> [Work required] Write a continuation of the market report below on stocks, oil and the possible U.S.-Iran deal, starting right after its final sentence.

Exercise passage below:

Global equity markets moved higher on Monday while oil softened, as investors reacted to reports that the United States and Iran may be close to a lasting agreement to end a conflict that has lasted more than two months. Market participants parsed a mixture of cautious language from officials and media reports suggesting a draft framework is in place.
In Europe, the pan-regional Stoxx 600 rose 0.9%, pushing toward levels not seen since early March. Major bourses in Germany and France also advanced, though some of that activity appeared to take place in thinner-than-normal conditions because a number of jurisdictions were observing holidays, including the United States and Britain.
U.S. futures climbed as well. By 06:51 ET (10:51 GMT), Dow futures had added 432 points, or 0.9%, S&P 500 futures were up 70 points, or 0.9%, and Nasdaq 100 futures were 409 points higher, or 1.4%. Trading on Wall Street was set to be closed for the day in observance of Memorial Day.
Reports over the weekend quoted a senior White House official as saying a framework deal had been struck between Tehran and Washington. Those accounts suggested the arrangement would include reopening the Strait of Hormuz - a critical maritime corridor off Iran's southern coast through which roughly a fifth of the world’s oil flows.
However, an Iranian foreign ministry spokesperson subsequently said that while a framework of a deal had been reached, a potential memorandum of understanding did not contain specifics on how the Strait of Hormuz would be managed. The spokesperson added that it could not be said an agreement was imminent, even though both sides had reportedly reached conclusions on a range of matters, according to Reuters.
The strait has been all but closed to tanker traffic for weeks, a development that drove oil prices higher and raised concerns about a renewed burst of inflation in countries around the world. Those price pressures led market participants to increase bets that many central banks might react by raising interest rates.
On Monday, oil prices fell sharply. Brent crude slipped below $100 a barrel, though the price remained materially above pre-war levels of roughly $70 a barrel.
The Iranian foreign ministry spokesperson also indicated Tehran would not impose tolls on vessels transiting the strait, a potential reversal of a previously asserted threat that Tehran might seek to establish a steady revenue stream from traffic through the waterway. The spokesperson qualified that statement by saying any services provided would "require a price but should not be presented as tolls."
Media reports further said the draft agreement would include a commitment from Iran not to pursue nuclear weapons and to enter discussions over the future of its uranium enrichment program. The report restated that Tehran has pledged not to develop a nuclear weapon, and that it has broadly rejected U.S. demands to hand over its enriched uranium stockpile.

End of Exercise passage.
Dataset excerpts below:

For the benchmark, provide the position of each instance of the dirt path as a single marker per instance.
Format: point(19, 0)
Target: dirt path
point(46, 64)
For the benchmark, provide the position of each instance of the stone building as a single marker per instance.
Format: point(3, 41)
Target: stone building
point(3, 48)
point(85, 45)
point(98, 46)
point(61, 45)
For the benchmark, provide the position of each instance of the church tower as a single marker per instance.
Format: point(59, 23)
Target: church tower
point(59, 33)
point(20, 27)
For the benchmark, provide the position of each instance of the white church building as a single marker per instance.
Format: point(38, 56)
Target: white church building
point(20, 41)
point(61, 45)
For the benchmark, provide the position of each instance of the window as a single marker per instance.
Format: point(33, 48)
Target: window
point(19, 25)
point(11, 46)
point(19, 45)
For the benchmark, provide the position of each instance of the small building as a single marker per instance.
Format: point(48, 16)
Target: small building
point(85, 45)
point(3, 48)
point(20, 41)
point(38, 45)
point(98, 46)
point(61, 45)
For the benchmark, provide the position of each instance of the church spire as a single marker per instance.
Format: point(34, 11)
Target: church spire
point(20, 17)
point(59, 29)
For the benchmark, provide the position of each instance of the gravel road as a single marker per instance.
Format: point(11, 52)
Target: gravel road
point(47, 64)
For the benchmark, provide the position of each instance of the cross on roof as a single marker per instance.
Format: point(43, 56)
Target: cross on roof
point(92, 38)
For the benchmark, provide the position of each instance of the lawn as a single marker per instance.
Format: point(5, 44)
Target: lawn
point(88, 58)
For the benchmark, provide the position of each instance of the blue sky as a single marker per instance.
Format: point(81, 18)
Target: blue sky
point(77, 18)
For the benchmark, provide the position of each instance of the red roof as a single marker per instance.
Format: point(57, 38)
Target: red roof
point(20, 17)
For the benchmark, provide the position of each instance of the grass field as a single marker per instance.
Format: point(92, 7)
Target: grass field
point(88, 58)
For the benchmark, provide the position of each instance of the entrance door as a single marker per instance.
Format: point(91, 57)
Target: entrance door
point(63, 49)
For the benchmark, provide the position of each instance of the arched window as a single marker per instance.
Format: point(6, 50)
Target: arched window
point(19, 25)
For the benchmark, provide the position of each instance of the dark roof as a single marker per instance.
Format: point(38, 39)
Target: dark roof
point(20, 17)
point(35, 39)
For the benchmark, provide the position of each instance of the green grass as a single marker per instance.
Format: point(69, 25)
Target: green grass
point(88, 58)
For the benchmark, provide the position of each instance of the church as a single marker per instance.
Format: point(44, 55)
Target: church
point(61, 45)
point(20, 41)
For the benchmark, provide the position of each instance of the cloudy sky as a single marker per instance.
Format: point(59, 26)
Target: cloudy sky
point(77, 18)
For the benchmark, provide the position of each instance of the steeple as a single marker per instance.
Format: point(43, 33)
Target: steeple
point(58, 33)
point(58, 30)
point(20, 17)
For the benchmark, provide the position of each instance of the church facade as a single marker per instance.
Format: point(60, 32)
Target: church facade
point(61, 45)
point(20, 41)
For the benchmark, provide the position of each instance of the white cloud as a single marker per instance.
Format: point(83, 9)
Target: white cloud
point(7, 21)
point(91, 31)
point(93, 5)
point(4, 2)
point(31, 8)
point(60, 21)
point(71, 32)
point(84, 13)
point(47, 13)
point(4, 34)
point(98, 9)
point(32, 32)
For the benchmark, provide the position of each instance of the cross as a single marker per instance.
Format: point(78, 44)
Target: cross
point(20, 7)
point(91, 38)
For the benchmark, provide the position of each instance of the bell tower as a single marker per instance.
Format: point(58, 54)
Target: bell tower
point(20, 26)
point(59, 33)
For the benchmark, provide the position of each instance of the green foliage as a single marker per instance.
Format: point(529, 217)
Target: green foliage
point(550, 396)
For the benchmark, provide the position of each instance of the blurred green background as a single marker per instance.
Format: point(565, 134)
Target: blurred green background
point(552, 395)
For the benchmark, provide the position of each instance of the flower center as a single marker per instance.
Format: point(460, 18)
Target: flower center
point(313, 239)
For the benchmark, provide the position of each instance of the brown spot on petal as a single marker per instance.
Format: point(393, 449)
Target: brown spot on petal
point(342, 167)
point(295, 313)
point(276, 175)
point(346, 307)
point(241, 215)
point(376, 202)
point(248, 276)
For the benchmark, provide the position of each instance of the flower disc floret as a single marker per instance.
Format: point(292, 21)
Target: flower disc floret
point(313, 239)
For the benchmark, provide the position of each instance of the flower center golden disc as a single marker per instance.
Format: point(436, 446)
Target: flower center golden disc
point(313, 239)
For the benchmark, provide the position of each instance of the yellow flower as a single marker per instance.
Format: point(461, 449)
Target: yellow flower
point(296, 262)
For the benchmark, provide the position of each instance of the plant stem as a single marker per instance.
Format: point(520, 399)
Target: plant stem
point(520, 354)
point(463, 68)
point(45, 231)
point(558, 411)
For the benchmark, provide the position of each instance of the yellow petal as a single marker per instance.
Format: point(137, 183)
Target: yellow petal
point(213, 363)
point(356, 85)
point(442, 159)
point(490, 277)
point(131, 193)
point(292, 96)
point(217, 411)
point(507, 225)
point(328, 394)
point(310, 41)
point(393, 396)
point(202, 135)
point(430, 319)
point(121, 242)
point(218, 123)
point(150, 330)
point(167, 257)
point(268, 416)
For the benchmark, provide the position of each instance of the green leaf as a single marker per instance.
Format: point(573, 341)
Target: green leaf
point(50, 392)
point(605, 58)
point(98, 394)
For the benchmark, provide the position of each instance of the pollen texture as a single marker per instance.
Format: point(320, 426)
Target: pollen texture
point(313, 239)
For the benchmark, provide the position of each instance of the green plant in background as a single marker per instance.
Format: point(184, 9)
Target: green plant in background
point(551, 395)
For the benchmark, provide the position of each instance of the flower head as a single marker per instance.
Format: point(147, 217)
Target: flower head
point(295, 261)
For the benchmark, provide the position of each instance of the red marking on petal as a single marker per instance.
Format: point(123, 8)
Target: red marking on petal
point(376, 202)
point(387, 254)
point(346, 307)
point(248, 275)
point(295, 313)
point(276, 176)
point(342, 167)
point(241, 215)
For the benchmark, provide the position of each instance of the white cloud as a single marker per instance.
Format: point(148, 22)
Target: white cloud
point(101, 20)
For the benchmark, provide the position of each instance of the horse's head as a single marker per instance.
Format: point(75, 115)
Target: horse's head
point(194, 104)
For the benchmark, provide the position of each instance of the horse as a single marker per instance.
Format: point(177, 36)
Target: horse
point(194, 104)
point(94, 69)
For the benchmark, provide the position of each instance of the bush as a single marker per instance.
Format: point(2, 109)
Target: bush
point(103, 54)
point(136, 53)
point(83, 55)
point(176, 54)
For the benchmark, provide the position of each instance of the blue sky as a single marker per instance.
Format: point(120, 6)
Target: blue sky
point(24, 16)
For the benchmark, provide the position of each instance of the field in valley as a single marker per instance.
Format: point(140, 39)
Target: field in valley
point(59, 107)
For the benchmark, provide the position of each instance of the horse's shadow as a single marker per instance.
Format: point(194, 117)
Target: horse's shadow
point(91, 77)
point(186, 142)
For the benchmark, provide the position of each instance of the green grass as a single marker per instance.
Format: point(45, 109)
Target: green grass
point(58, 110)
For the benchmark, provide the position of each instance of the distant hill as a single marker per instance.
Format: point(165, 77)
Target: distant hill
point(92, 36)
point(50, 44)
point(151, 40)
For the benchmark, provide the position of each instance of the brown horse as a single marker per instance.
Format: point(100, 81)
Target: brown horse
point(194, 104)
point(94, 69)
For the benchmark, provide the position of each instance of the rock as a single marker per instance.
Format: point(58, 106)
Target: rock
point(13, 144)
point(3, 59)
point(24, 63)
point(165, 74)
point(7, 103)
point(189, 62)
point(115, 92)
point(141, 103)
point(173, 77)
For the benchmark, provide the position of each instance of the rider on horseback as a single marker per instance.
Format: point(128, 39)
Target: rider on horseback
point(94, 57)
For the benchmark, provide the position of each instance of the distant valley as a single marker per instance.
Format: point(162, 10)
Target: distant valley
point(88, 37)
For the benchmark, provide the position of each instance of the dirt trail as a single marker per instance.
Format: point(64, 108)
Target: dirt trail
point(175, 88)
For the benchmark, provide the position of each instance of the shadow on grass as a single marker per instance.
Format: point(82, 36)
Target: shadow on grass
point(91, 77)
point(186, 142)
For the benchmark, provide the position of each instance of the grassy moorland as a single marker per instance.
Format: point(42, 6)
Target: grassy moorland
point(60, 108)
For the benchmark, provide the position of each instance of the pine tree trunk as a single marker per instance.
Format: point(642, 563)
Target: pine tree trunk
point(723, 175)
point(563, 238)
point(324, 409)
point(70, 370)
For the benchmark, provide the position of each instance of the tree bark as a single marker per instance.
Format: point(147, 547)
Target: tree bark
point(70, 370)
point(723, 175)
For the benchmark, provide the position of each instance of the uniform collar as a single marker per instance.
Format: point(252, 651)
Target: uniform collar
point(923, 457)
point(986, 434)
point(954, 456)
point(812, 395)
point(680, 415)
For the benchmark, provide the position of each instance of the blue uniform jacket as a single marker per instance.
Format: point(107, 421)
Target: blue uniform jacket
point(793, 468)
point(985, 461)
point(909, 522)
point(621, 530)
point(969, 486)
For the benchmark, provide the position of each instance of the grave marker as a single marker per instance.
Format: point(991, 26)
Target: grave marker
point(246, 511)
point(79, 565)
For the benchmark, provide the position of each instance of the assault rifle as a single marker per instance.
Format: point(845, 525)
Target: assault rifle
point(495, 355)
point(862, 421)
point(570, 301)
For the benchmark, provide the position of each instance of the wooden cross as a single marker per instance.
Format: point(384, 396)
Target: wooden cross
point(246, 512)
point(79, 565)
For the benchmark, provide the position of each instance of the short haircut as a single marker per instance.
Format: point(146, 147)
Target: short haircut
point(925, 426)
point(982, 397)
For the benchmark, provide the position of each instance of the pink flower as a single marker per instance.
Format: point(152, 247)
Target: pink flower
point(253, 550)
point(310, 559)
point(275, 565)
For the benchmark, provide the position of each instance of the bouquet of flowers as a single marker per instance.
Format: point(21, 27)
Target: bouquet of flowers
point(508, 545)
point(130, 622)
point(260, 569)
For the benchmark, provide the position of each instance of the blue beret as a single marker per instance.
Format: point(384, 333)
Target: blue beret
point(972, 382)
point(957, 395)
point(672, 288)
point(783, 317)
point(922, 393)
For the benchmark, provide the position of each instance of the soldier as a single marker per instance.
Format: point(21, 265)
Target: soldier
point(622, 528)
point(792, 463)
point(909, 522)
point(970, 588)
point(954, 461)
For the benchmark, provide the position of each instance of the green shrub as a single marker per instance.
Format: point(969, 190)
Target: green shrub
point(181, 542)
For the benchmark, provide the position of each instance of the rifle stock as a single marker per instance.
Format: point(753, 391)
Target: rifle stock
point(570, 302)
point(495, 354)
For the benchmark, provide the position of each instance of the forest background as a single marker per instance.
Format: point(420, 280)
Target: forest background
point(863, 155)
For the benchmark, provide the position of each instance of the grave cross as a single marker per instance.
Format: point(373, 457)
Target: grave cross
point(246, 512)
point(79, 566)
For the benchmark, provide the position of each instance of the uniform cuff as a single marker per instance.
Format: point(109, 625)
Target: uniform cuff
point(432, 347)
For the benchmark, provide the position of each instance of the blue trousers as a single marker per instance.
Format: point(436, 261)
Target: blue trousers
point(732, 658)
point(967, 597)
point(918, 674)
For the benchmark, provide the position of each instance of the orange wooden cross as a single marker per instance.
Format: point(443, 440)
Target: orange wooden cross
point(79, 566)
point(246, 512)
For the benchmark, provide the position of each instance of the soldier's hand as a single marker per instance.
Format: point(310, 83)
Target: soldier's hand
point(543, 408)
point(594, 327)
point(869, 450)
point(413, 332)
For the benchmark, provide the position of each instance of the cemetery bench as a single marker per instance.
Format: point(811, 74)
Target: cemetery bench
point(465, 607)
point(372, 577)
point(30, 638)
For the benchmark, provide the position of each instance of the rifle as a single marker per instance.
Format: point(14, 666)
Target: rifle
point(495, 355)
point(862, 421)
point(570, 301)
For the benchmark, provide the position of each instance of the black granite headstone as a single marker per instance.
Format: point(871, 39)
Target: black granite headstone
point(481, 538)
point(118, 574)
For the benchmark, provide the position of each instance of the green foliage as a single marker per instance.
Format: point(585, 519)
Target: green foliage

End of Dataset excerpts.

> [Exercise answer]
Iran’s nuclear program and its blockage of the Strait of Hormuz have been central points of concern since the United States and Israel jointly launched an assault on Iran in late February.
On social media, U.S. President Donald Trump said he had told his representatives "not to rush into a deal," and added that the American blockade on Iranian ports would remain in place until an agreement is "reached, certified, and signed." At the same time, U.S. Secretary of State Marco Rubio said on Sunday that Washington would "pursue all diplomatic avenues" with Iran, while warning of "alternatives" should diplomacy fail.
Analysts at ING noted a dampening of earlier optimism in a client note, writing: "There [...] appears to have been some tempering of optimism. Obviously, the big unknown is how the US and Iran will resolve their differences on Iran’s nuclear program."
Market implications were immediate: equities rallied on the prospect of reduced geopolitical risk and easing transport constraints for oil, while energy markets moved off recent highs. At the same time, uncertainty remained around the precise terms of any memorandum of understanding, how any services for vessels in the Strait would be priced, and how the nuclear negotiations would be handled.
Investors and policy makers will likely monitor further developments closely, particularly any clarifications about the management of the Strait of Hormuz, the exact commitments on Iran’s nuclear program, and whether the draft understandings are converted into a signed agreement.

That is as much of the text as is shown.